The harbour porpoise has been hunted in many areas of its range, e.g. in Puget Sound, the Bay of Fundy, Gulf of St. Lawrence, Labrador, Newfoundland, Greenland, Iceland, Black Sea, and the Danish Belt Seas. Many of these fisheries are now closed, but hunting of harbour porpoises still occurs in Greenland. In Greenland more than 700 per year were taken in 1990-1993 (Teilmann and Dietz 1995). In 2003 the reported catch had increased to 2,320 (NAMMCO 2005). Assessments of population impacts of these takes are not available.
In the Black Sea, large directed takes occurred during 1976-1983. Within that period, the total number of harbour porpoises killed was at least 163,000-211,000. Commercial hunting of Black Sea cetaceans, including harbour porpoises, was banned in 1966 in the former USSR (present Georgia, Russia and Ukraine), Bulgaria and Romania, and in 1983 in Turkey. Illegal direct killing of unknown numbers continued in some parts of the Black Sea until 1991 (Reeves and Notarbartolo di Sciara 2006).
Today, the most significant threat in most areas is incidental catches in fishing gear, primarily gill nets. Incidental mortality in fishing gear is likely to occur throughout the range of the species, but substantial incidental takes have been documented (summarized in Donovan and Bjørge 1995) for the Gulf of Maine (1,200-2,900/year), Bay of Fundy (80-400/year), West Greenland (1,400/year), North Sea (4,600/year) Celtic Shelf (1,500/year), and also off central California during the 1980s and 1990s (tens to hundreds per year; Barlow and Hanan 1995). More recent monitoring programs of Danish set-net fisheries in the North Sea revealed an average of 5,591 porpoises taken annually in the period 1987-2001 (Vinther and Larsen 2002). However, most North Sea gillnet fisheries were not monitored for marine mammal bycatch (ICES 2002).

• Available data:
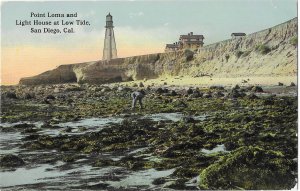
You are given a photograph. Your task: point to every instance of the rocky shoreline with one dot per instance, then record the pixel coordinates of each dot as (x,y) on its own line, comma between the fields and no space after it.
(185,138)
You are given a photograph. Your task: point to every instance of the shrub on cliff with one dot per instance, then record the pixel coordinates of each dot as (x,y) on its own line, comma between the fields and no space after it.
(294,41)
(238,53)
(189,55)
(263,49)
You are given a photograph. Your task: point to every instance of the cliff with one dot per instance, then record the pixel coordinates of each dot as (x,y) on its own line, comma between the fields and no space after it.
(271,52)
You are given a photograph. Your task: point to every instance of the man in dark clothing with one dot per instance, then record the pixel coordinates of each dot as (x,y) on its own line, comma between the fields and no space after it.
(137,96)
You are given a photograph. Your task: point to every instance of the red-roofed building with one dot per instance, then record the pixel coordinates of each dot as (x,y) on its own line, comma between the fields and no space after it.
(189,41)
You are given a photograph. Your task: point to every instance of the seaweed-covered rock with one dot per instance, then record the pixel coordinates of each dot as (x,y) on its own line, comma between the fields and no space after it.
(11,95)
(141,85)
(250,168)
(28,96)
(159,91)
(252,96)
(257,89)
(159,181)
(11,161)
(173,93)
(218,94)
(189,91)
(236,94)
(195,94)
(51,97)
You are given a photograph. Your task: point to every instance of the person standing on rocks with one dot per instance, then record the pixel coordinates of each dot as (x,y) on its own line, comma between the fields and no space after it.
(137,96)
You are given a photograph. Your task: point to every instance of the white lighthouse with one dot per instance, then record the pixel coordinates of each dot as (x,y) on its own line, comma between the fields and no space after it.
(109,50)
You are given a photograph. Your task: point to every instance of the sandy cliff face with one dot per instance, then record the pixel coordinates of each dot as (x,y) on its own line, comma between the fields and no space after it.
(271,52)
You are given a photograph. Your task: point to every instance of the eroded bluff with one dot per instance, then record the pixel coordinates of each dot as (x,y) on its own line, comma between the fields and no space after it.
(271,52)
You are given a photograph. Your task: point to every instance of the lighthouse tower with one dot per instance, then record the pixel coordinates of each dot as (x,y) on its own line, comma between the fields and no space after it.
(109,50)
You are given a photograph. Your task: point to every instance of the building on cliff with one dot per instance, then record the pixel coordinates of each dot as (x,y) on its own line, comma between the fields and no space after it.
(189,41)
(110,49)
(172,47)
(237,35)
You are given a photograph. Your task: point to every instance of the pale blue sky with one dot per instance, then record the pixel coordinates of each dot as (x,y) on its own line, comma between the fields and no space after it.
(165,20)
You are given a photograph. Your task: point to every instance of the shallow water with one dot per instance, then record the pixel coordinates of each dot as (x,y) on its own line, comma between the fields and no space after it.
(171,117)
(9,142)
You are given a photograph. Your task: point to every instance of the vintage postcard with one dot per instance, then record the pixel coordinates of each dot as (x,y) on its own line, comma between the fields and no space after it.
(149,95)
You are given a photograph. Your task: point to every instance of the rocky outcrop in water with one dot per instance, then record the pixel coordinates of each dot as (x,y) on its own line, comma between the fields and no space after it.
(271,52)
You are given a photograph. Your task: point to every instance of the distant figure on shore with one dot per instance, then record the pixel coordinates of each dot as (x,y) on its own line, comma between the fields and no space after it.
(137,96)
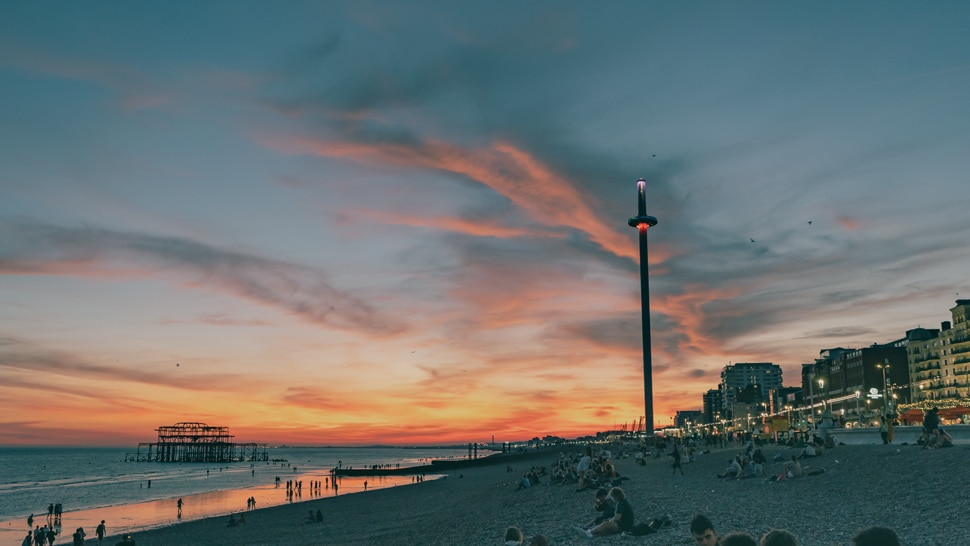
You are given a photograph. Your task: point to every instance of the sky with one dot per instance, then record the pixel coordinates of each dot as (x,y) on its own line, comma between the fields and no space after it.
(347,223)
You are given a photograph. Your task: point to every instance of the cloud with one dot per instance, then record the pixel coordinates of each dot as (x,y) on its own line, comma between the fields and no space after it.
(40,249)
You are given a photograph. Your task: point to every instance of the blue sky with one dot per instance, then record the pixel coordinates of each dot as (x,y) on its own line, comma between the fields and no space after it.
(344,222)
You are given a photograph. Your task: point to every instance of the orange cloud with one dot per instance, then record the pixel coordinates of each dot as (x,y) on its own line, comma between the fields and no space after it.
(534,187)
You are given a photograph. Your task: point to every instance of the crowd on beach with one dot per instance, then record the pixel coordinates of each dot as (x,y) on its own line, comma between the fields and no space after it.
(594,470)
(703,534)
(47,534)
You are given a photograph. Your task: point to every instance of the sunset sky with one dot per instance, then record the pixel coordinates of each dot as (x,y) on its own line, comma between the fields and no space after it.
(405,222)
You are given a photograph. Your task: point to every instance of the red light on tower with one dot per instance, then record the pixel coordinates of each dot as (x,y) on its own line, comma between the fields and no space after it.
(642,222)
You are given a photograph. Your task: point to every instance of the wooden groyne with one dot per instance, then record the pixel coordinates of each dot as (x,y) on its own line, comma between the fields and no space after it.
(439,466)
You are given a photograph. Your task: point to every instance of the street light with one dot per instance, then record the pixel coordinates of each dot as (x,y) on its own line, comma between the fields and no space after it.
(811,404)
(885,391)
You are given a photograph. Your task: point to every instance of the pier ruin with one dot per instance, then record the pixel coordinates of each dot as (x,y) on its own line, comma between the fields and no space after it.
(196,443)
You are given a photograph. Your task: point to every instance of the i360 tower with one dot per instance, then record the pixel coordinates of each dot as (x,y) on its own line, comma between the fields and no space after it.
(641,221)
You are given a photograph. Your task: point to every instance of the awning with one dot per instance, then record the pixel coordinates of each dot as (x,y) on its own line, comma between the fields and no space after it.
(954,413)
(912,415)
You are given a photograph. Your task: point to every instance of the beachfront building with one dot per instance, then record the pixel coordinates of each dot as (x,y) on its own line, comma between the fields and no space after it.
(712,406)
(939,360)
(751,384)
(850,382)
(687,420)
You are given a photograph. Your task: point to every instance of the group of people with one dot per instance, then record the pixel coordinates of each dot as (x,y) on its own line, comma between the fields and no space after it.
(703,533)
(934,436)
(590,472)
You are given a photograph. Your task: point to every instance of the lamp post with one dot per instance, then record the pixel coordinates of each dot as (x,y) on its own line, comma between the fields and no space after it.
(811,398)
(641,221)
(885,391)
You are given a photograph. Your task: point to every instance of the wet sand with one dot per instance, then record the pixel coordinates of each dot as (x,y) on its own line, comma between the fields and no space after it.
(919,493)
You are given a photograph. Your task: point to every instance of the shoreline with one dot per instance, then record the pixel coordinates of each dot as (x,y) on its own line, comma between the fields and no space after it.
(142,516)
(918,493)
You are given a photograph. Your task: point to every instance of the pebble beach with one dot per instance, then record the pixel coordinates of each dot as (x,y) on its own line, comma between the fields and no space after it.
(921,494)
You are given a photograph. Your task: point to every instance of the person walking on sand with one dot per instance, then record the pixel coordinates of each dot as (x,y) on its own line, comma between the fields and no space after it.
(702,530)
(676,465)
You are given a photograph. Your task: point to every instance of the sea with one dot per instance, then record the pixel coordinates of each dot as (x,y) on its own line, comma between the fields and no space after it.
(94,484)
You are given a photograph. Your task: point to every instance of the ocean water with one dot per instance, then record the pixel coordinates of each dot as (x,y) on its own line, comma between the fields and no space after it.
(97,483)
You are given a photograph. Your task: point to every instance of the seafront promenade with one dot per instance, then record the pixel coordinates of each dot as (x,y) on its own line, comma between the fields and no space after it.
(908,435)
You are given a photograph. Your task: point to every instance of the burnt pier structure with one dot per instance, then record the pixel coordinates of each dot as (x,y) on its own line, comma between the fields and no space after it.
(197,443)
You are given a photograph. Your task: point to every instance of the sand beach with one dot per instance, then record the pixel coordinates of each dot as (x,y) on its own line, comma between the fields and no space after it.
(919,493)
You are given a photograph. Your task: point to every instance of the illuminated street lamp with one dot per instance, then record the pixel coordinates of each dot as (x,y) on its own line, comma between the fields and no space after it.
(642,221)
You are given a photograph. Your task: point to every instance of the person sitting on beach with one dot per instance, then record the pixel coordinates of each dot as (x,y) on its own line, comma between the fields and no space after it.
(738,538)
(734,468)
(622,519)
(876,536)
(605,504)
(584,467)
(513,536)
(702,530)
(778,537)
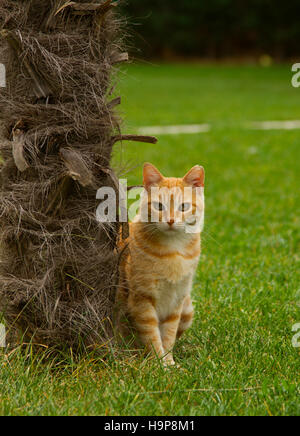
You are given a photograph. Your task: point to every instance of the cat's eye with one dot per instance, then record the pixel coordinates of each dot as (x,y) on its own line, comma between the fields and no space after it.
(158,206)
(184,207)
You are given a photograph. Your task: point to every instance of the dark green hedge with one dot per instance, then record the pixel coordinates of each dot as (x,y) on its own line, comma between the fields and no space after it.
(215,28)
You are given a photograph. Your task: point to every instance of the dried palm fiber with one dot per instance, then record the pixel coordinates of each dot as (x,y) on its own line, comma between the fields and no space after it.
(58,266)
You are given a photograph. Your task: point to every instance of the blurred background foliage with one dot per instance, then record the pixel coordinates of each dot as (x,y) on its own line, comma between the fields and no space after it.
(214,29)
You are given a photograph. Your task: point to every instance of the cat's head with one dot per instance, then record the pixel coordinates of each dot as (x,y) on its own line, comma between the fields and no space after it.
(173,205)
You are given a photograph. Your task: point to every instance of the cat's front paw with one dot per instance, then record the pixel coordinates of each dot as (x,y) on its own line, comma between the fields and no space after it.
(168,361)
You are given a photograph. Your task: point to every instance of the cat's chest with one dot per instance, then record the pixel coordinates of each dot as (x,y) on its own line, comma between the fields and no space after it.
(169,296)
(173,270)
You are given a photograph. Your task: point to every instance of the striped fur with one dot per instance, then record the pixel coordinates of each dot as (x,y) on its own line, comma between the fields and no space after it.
(162,257)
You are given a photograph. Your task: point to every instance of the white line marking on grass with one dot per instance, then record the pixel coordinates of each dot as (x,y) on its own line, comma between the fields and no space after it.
(175,130)
(203,128)
(275,125)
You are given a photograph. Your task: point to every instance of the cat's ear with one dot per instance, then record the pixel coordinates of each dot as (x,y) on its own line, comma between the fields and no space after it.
(195,177)
(151,175)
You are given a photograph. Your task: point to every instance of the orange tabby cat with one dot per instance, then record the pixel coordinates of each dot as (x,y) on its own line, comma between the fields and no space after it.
(163,254)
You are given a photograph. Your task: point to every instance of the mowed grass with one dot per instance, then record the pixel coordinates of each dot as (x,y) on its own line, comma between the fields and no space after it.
(238,357)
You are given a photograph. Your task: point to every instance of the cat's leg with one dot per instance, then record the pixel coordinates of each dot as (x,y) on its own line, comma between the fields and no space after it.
(187,315)
(144,316)
(168,330)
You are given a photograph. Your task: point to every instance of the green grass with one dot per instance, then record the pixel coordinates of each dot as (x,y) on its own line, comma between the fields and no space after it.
(238,358)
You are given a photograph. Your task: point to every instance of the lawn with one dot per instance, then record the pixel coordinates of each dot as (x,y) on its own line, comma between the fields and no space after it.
(238,357)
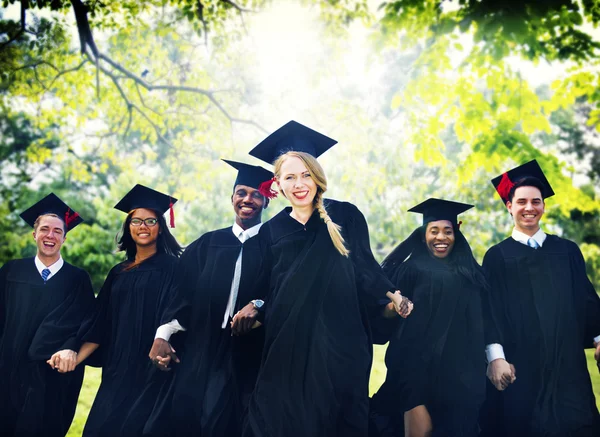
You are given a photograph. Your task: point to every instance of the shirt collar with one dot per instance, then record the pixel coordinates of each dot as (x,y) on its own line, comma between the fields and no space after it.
(54,268)
(539,237)
(247,234)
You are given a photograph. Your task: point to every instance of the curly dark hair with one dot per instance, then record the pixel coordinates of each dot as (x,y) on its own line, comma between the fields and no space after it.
(166,242)
(461,258)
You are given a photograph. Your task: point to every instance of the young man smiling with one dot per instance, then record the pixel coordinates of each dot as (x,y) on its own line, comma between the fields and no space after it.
(541,312)
(43,301)
(216,277)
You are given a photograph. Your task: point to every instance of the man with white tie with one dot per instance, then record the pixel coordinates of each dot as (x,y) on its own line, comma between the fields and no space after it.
(540,314)
(215,283)
(43,301)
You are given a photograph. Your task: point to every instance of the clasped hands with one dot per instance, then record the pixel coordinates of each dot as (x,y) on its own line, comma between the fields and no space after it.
(501,373)
(400,304)
(63,361)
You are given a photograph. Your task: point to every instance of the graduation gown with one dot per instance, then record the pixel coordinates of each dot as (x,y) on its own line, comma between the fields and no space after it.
(317,357)
(544,311)
(213,382)
(128,310)
(37,320)
(435,356)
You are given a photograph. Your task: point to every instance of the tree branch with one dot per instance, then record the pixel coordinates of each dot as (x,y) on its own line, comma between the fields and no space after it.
(238,7)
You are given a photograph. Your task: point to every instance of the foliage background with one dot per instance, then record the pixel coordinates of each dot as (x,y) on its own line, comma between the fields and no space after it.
(427,98)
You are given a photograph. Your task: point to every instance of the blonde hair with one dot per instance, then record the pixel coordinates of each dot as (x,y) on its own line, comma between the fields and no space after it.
(318,175)
(40,217)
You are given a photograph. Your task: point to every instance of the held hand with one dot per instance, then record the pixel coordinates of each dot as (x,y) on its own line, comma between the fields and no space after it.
(244,320)
(389,311)
(162,353)
(402,304)
(501,373)
(64,361)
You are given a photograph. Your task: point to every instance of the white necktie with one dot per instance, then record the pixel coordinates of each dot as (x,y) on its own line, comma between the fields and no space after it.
(235,285)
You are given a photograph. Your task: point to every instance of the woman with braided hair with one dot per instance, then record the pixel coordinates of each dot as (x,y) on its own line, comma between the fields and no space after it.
(321,279)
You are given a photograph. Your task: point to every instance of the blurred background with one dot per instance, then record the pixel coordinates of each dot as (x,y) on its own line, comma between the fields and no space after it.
(426,98)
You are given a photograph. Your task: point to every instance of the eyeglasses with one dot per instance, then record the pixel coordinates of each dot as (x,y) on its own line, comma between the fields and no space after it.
(148,222)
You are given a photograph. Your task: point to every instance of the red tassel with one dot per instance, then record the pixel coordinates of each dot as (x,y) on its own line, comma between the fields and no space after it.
(265,189)
(70,217)
(504,187)
(171,213)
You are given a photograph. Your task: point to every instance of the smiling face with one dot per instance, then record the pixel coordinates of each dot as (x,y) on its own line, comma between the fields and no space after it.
(144,235)
(439,238)
(49,236)
(248,204)
(527,208)
(296,183)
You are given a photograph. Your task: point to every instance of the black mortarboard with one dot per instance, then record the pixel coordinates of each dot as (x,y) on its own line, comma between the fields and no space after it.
(505,181)
(439,209)
(144,197)
(51,204)
(253,176)
(292,136)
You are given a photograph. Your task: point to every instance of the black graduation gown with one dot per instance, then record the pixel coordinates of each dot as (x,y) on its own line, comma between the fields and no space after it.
(435,357)
(129,307)
(213,382)
(37,320)
(544,311)
(317,358)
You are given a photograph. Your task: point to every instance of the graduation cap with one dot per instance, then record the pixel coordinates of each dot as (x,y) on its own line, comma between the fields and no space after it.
(144,197)
(439,209)
(507,180)
(292,136)
(253,176)
(51,204)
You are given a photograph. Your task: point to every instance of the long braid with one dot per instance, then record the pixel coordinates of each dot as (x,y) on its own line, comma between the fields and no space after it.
(333,228)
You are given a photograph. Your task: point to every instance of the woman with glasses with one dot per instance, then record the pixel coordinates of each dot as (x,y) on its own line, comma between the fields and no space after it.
(128,311)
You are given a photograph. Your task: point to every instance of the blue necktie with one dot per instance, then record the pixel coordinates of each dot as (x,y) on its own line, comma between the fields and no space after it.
(45,274)
(532,243)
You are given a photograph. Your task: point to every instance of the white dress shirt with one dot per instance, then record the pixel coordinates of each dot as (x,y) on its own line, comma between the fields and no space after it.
(165,331)
(495,351)
(54,268)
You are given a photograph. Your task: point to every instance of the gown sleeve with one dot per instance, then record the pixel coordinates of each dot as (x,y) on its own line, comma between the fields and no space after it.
(370,278)
(3,274)
(404,277)
(592,301)
(493,299)
(185,279)
(59,329)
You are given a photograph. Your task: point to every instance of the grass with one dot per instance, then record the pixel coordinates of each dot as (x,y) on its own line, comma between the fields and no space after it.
(93,375)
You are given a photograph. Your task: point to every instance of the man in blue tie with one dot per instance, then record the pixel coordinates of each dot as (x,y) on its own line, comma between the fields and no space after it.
(540,314)
(215,285)
(43,301)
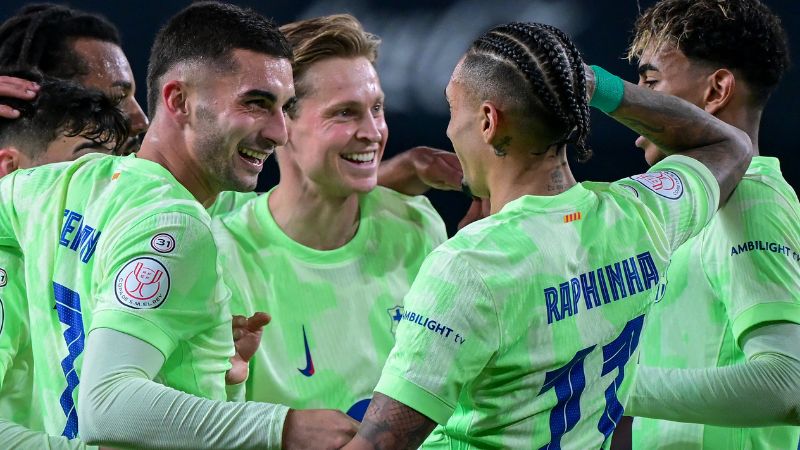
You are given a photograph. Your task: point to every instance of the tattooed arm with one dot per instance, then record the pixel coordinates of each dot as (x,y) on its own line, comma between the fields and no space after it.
(677,126)
(389,424)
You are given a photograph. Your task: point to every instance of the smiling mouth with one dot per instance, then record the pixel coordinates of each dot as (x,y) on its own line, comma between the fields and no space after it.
(253,156)
(360,157)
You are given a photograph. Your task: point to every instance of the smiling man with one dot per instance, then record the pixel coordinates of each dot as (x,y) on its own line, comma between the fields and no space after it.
(720,363)
(123,250)
(328,253)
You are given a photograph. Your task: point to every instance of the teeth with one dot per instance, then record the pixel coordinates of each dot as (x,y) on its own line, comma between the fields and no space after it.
(253,154)
(359,157)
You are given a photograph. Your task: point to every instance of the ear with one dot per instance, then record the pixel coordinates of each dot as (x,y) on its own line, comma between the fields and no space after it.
(490,121)
(175,98)
(719,91)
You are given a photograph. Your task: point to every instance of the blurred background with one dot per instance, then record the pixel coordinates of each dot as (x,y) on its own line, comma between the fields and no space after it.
(422,41)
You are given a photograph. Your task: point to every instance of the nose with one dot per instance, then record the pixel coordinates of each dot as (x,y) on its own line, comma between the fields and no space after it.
(371,128)
(274,128)
(138,121)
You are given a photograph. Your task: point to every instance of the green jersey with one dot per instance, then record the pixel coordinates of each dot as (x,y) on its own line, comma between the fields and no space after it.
(334,313)
(522,330)
(16,355)
(116,243)
(228,201)
(742,270)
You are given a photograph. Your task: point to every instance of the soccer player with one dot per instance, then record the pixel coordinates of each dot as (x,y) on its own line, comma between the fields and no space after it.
(722,347)
(519,331)
(65,43)
(123,249)
(327,252)
(61,123)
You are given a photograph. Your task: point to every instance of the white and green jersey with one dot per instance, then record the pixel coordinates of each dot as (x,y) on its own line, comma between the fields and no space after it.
(228,201)
(118,243)
(334,312)
(742,270)
(16,356)
(522,330)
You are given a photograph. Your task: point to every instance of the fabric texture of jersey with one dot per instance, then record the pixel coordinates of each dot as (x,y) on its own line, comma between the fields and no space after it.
(742,270)
(118,243)
(228,201)
(16,357)
(522,330)
(334,312)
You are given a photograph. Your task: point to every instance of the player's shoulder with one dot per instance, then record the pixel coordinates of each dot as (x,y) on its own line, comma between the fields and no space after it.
(387,205)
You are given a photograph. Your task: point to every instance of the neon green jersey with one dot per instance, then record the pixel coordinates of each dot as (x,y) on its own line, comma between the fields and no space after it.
(228,201)
(522,330)
(742,270)
(115,243)
(16,355)
(334,313)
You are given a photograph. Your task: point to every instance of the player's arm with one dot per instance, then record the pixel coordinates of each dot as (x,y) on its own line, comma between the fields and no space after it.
(675,126)
(389,424)
(120,404)
(764,391)
(414,171)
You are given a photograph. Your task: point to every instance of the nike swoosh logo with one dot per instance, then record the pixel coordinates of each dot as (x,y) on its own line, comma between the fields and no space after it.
(309,370)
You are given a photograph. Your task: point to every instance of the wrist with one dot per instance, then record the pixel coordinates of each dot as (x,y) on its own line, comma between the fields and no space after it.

• Activities:
**1.** According to the harbour porpoise passage, what catch was reported in Greenland in 2003?
**2.** Pick up the harbour porpoise passage after its final sentence and carry it forward.

• Outputs in order:
**1.** 2,320

**2.**
In the Black Sea incidental mortality in bottom-set gillnets is estimated to have been in the thousands annually through the 1980s (e.g., Birkun 2002a). Almost all (>99%) of the porpoises are caught in bottom-set gillnets. The scale of this mortality almost certainly increased in recent times owing to the rapid expansion of illegal, unreported and unregulated fishing in the Black Sea.
Other types of threats include chemical pollution, vessel traffic, noise, and depletion of prey by overfishing. Due to its near shore distribution, harbour porpoises are exposed to coastal sources of pollution throughout most of its range. Chemical pollution (PCBs) has been described as having adverse effects (see Baltic subpopulation account).
An explosion at a gas-drilling platform in the Azov Sea in August 1982 resulted in the deaths of over 2,000 porpoises (Birkun 2002b).
Severe habitat degradation and prey depletion caused by intensive fishing in the Black Sea, together with explosive growth of populations of invasive species are considered important threats for local harbour porpoises (Reeves and Notarbartolo di Sciara 2006). Reduced prey availability coincided with two mass mortality events (in 1989 and 1990) that affected all three Black Sea cetacean species, but primarily harbour porpoises (Birkun 2002c). Severe pulmonary nematodosis, caused by Halocercus spp. and complicated by bacterial super-infection, was recognized as a primary cause of the deaths, which were mainly of young animals.